* Instruction A *
Rewrite the passage on the gift starting at "So that's part" and ending at "compensation, to reward.", changing "commerce" to "trade".
* Instruction B *
List every thing that the passage on the gift says a gift is never equal to.

* Document extract *
------

So that's part of a number of gestures I've tried in the recent years, to
deconstruct the political tradition not in order to depoliticize but in
order to interpret differently the concept of the political, the concept
of democracy and so on and so forth and to try and articulate this concept
of the political, this concept of democracy with what I said about the gift,
about singularity, a gift. The gift, which is... that's the only thing that
I will say about the gift, this is an enormous problem... but the gift is
precisely - that is what it has in common with justice - something which
cannot be reappropriated; a gift is something which never appears as such
and is never equal to gratitude, to commerce, to compensation, to reward.
When a gift is given, first of all it cannot be... no gratitude can be proportionate
to it. A gift is something that you cannot thank for. As soon as I say 'thank
you' for a gift I start cancelling the gift, I start destroying the gift
by proposing an equivalence that is a circle and circumscribing the gift
in a movement of reappropriation. So a gift is something that goes beyond
the circle of reappropriation, beyond the circle of gratitude. A gift shouldn't
even be acknowledged as such. As soon as I know that I give something, because
I can say, well, I'm giving you something, I just cancel the gift and I'm
just starting to congratulate myself or to thank myself for giving something
and then the circle has already started to cancel the gift. So a gift should
not be rewarded, should not be reappropriated, and should not even appear
as such. As soon as the gift appears as such then the movement of gratitude
has started to destroy the gift. So a gift - if there is such a thing, I'm
not sure, but is there assurance that there is a gift, that a gift is given?
- If the gift is given then it should not even appear to the one who gives
it and the one who receives it, not appear as such. That is paradoxical
but that's the condition for a gift to be given. So that is the condition
the gift shares with justice. A justice which could be, could appear as
such, that could be calculable, if you can calculate what is just and what
is not just, let's say, well, what has to be given in order to be just and
so on and so forth, it is not justice, it's just social security, it's just
economics, it's just... So justice and gift should go beyond calculation,
which doesn't mean that we shouldn't calculate, we should calculate it as
rigorously as possible but there is a point or a limit beyond which calculation
must fail and we must know it and must fail. And so what I tried to think
or to suggest is a concept of the political and of democracy which would
be compatible, which could be articulated with these impossible notions
of the gift and justice. If a democracy or a political system which would
be simply calculatable without justice and gift could be, it is often this
horrible gift, this terrible thing.

------

* Object point labels *
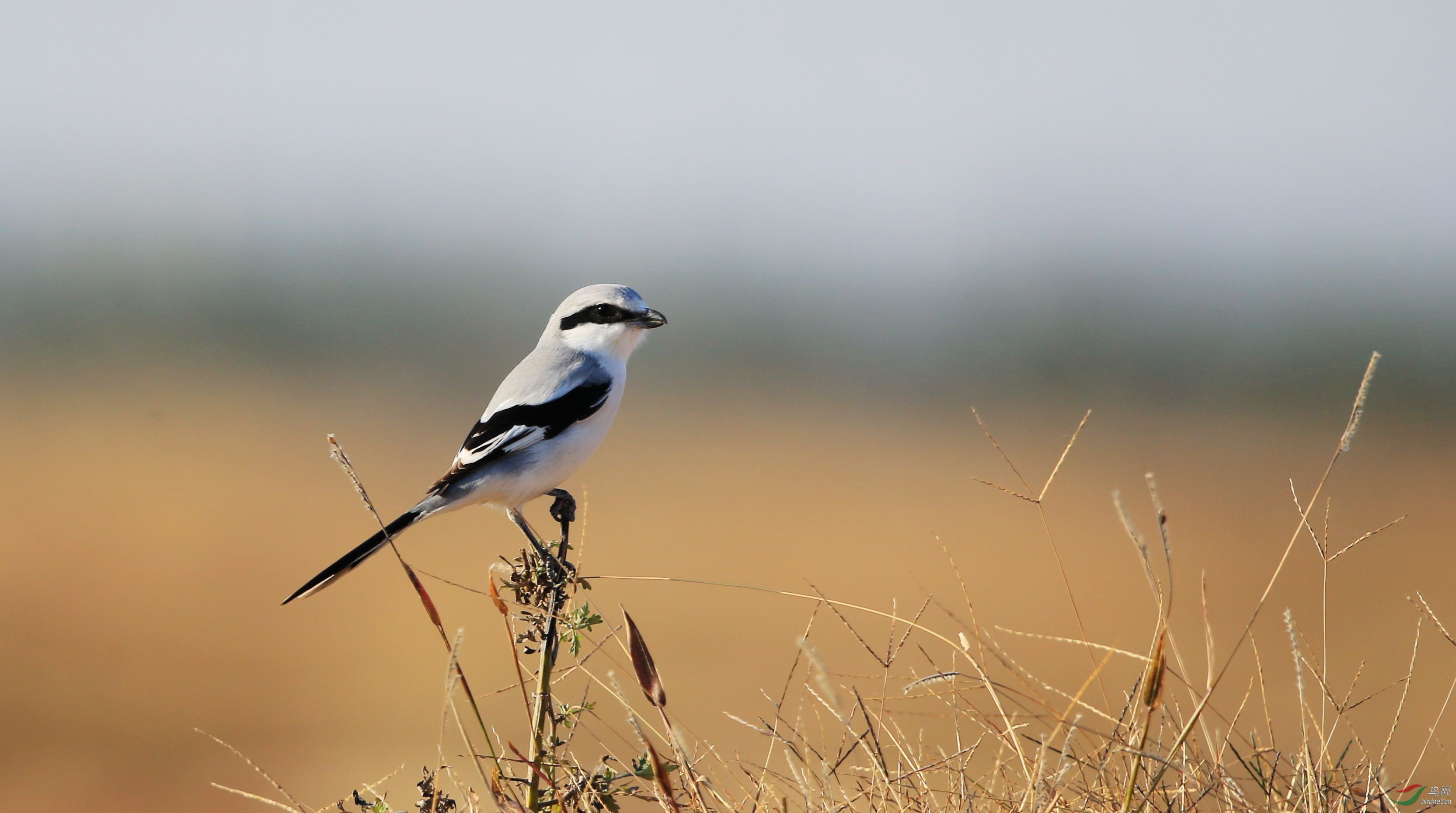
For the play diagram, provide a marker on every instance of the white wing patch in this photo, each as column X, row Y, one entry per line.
column 513, row 440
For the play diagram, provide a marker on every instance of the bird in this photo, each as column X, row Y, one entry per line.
column 547, row 418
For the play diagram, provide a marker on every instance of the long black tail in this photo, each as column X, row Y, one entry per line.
column 356, row 558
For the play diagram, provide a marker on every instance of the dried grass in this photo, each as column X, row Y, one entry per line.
column 1005, row 741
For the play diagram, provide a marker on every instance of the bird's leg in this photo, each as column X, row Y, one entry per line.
column 564, row 511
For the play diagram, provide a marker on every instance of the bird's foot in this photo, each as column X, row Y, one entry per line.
column 564, row 510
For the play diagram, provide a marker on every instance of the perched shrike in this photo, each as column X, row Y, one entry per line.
column 545, row 421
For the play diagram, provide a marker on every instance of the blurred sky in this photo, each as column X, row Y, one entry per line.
column 870, row 137
column 1269, row 174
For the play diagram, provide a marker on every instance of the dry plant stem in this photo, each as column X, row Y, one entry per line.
column 1046, row 524
column 550, row 646
column 1352, row 425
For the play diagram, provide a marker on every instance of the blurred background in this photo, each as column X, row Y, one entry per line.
column 229, row 229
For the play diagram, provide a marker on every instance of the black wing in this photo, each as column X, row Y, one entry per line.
column 520, row 427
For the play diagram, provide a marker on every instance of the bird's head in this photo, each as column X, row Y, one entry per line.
column 610, row 320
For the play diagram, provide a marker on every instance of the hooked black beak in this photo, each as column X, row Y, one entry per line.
column 651, row 319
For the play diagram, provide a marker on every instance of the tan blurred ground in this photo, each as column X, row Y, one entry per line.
column 153, row 520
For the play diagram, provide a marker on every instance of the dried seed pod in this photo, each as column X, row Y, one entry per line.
column 648, row 678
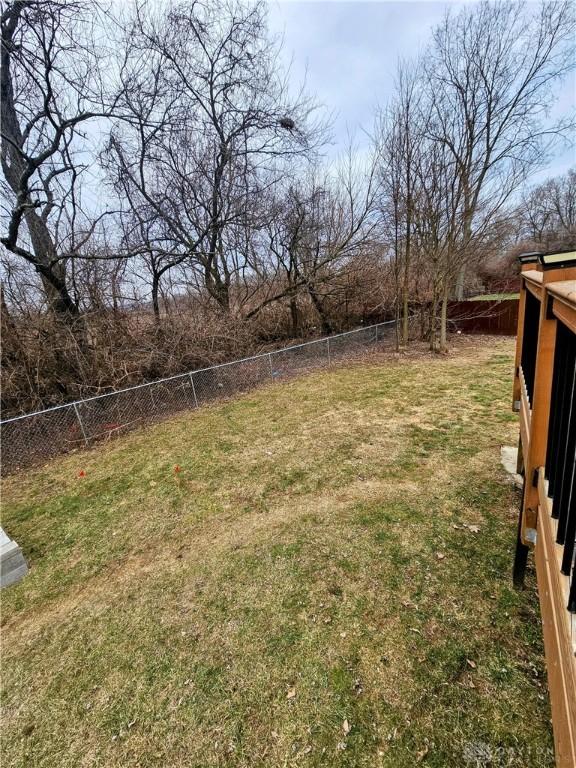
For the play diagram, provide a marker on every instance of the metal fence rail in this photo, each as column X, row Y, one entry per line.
column 39, row 436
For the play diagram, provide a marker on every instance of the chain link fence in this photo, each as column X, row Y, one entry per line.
column 41, row 435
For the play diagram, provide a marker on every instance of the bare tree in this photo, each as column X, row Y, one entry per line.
column 548, row 212
column 51, row 86
column 491, row 70
column 211, row 116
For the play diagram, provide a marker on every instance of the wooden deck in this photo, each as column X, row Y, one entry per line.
column 545, row 397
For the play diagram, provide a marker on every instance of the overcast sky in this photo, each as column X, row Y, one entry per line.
column 349, row 50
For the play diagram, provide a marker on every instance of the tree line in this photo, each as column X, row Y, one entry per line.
column 169, row 198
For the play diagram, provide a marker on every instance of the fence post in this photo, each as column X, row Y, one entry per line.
column 193, row 389
column 77, row 412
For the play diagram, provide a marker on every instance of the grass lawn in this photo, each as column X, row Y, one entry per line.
column 326, row 582
column 495, row 297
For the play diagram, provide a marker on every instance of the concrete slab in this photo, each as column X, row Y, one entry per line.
column 12, row 563
column 509, row 459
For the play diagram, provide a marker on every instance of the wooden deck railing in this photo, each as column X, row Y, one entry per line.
column 545, row 397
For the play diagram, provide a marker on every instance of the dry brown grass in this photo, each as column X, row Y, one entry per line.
column 286, row 581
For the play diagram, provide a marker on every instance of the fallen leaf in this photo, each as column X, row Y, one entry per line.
column 474, row 529
column 422, row 754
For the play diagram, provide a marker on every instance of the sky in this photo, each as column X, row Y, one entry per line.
column 348, row 53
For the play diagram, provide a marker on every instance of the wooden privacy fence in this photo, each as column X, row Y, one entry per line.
column 545, row 398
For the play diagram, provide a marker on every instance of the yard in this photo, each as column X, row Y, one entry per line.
column 326, row 581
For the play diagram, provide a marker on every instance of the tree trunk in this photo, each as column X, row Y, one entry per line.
column 318, row 306
column 444, row 319
column 460, row 282
column 294, row 317
column 155, row 298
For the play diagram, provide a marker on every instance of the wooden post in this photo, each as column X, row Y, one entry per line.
column 536, row 457
column 519, row 341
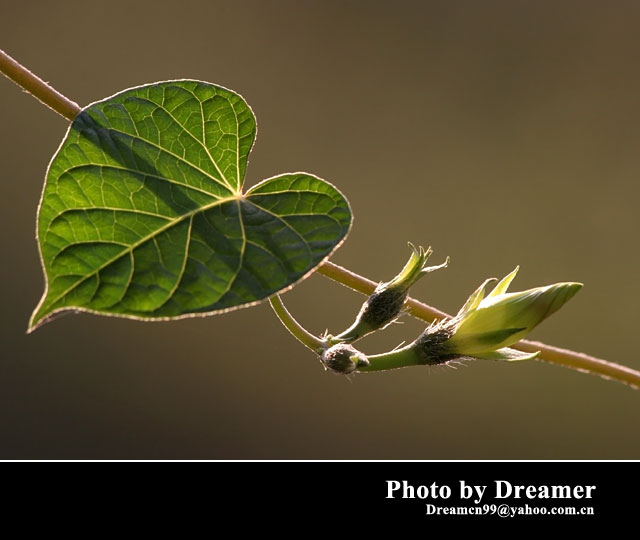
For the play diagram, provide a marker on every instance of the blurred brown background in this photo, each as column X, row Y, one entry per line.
column 500, row 133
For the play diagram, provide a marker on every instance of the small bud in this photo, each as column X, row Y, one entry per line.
column 386, row 302
column 343, row 359
column 487, row 327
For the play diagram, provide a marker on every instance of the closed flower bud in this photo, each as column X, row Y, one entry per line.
column 387, row 301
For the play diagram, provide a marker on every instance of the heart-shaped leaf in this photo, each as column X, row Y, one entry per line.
column 143, row 213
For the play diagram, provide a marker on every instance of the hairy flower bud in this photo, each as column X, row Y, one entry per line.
column 486, row 327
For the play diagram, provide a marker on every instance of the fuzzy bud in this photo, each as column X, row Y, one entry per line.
column 343, row 359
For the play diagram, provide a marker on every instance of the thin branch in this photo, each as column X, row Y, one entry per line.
column 554, row 355
column 37, row 87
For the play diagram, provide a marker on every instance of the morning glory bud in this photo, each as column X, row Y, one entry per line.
column 387, row 301
column 486, row 327
column 343, row 359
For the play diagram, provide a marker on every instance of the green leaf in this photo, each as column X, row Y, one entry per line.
column 143, row 213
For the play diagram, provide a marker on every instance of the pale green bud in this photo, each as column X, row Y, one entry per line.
column 343, row 358
column 387, row 301
column 501, row 319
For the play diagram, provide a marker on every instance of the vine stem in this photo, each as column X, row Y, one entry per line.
column 555, row 355
column 39, row 89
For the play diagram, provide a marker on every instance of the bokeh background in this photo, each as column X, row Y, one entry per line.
column 500, row 133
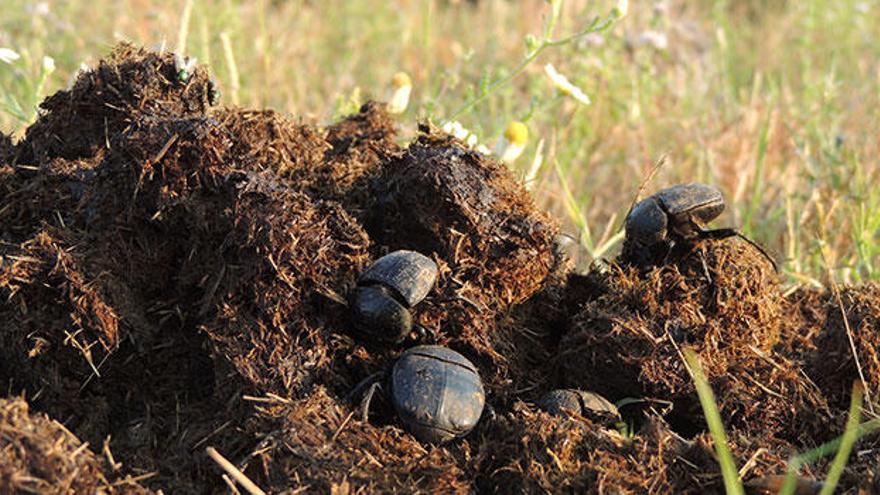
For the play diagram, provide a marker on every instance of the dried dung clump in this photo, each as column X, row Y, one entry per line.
column 272, row 321
column 321, row 445
column 722, row 300
column 639, row 321
column 105, row 100
column 823, row 338
column 39, row 455
column 533, row 452
column 442, row 197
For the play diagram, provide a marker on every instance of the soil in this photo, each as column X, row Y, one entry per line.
column 173, row 277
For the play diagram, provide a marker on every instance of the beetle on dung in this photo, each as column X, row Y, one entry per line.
column 387, row 291
column 436, row 392
column 671, row 217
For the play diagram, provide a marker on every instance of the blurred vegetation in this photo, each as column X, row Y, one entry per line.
column 775, row 102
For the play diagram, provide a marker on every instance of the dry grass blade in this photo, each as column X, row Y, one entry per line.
column 234, row 472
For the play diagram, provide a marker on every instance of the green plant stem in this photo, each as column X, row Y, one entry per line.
column 732, row 485
column 594, row 27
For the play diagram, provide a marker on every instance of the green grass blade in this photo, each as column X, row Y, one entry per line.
column 850, row 435
column 842, row 445
column 732, row 485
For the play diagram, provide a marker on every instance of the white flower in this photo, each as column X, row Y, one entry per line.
column 40, row 9
column 401, row 87
column 8, row 55
column 656, row 39
column 513, row 142
column 564, row 86
column 456, row 129
column 48, row 64
column 593, row 39
column 461, row 133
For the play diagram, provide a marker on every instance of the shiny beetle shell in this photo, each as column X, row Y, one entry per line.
column 678, row 209
column 437, row 393
column 410, row 274
column 378, row 315
column 570, row 401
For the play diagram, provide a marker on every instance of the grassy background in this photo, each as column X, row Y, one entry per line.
column 775, row 102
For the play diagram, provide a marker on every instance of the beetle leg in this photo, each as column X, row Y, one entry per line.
column 705, row 266
column 725, row 233
column 422, row 332
column 368, row 397
column 363, row 385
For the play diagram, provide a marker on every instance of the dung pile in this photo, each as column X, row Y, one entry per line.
column 723, row 301
column 39, row 455
column 174, row 277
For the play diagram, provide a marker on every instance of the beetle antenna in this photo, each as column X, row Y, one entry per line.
column 359, row 389
column 651, row 173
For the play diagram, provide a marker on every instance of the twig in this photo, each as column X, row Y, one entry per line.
column 233, row 471
column 852, row 343
column 659, row 163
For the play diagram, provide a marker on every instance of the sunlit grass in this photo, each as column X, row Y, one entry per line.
column 775, row 102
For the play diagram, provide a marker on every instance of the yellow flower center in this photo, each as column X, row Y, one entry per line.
column 400, row 80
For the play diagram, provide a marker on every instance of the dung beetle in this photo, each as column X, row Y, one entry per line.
column 386, row 291
column 436, row 392
column 673, row 216
column 564, row 402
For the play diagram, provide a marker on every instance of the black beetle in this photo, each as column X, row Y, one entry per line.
column 673, row 215
column 436, row 392
column 567, row 401
column 387, row 290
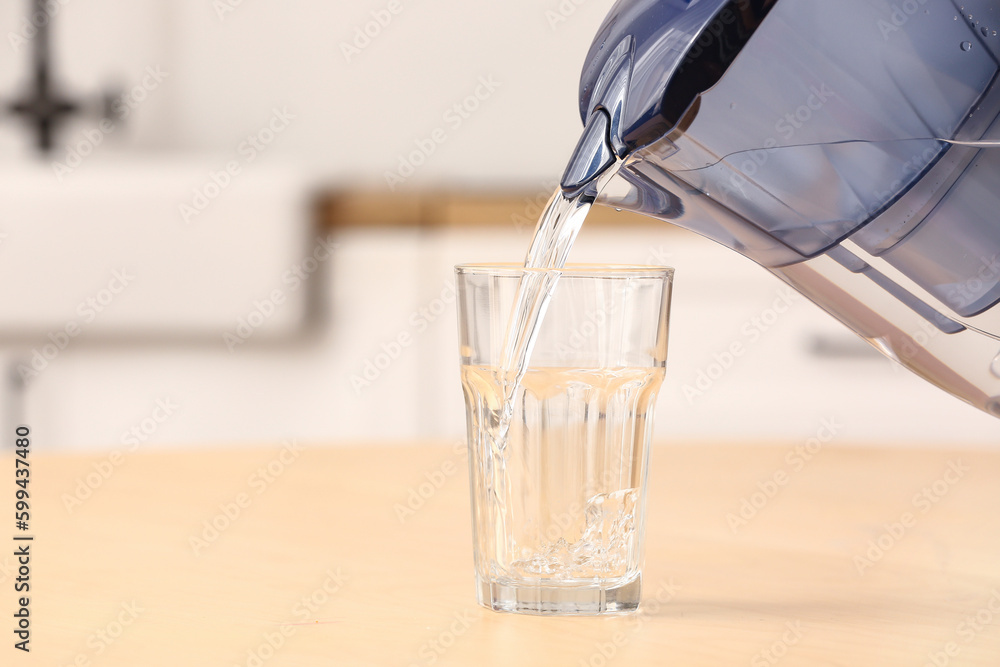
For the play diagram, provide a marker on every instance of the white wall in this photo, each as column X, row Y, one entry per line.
column 383, row 284
column 353, row 118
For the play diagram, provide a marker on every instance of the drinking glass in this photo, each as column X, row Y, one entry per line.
column 558, row 472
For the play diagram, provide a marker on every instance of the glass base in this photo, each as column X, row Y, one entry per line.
column 565, row 599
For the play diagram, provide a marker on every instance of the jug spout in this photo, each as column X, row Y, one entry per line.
column 592, row 157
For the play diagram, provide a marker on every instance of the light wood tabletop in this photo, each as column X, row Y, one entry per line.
column 340, row 555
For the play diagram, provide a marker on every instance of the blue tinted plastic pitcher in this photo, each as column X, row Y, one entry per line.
column 847, row 147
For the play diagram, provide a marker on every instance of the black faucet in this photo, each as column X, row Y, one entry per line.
column 43, row 107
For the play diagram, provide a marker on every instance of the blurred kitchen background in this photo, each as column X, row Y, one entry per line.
column 245, row 225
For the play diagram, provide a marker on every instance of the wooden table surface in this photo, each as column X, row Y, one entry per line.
column 362, row 556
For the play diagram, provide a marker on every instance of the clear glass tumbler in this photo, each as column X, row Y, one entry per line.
column 558, row 479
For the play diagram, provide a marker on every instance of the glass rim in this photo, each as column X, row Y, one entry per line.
column 515, row 269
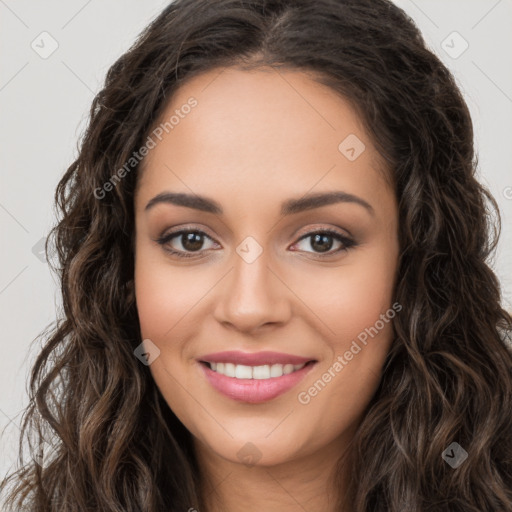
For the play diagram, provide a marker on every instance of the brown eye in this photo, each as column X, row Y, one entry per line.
column 184, row 243
column 321, row 242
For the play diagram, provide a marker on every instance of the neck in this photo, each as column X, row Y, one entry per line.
column 316, row 481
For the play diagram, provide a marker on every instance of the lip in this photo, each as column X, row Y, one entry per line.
column 254, row 391
column 253, row 358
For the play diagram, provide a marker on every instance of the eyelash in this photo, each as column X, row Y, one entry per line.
column 347, row 242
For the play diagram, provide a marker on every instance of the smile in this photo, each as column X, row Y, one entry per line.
column 240, row 371
column 254, row 384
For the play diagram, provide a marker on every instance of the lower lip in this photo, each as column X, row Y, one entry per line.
column 255, row 390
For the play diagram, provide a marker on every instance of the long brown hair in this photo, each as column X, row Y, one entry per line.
column 117, row 446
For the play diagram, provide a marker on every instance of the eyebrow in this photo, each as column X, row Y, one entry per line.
column 289, row 207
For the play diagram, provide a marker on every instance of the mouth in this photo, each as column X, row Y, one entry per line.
column 254, row 384
column 260, row 372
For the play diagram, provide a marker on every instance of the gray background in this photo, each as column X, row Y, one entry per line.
column 44, row 105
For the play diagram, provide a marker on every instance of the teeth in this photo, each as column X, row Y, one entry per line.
column 266, row 371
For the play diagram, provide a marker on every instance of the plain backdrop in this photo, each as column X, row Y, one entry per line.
column 44, row 103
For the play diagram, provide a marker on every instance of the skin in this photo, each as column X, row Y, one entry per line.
column 254, row 140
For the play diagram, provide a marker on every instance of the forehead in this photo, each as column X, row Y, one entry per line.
column 262, row 132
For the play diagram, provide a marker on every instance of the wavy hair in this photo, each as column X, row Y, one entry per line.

------

* Correct result A *
So that's part of a number of gestures I've tried in the recent years, to
deconstruct the political tradition not in order to depoliticize but in
order to interpret differently the concept of the political, the concept
of democracy and so on and so forth and to try and articulate this concept
of the political, this concept of democracy with what I said about the gift,
about singularity, a gift. The gift, which is... that's the only thing that
I will say about the gift, this is an enormous problem... but the gift is
precisely - that is what it has in common with justice - something which
cannot be reappropriated; a gift is something which never appears as such
and is never equal to gratitude, to trade, to compensation, to reward.

* Correct result B *
gratitude, commerce, compensation, reward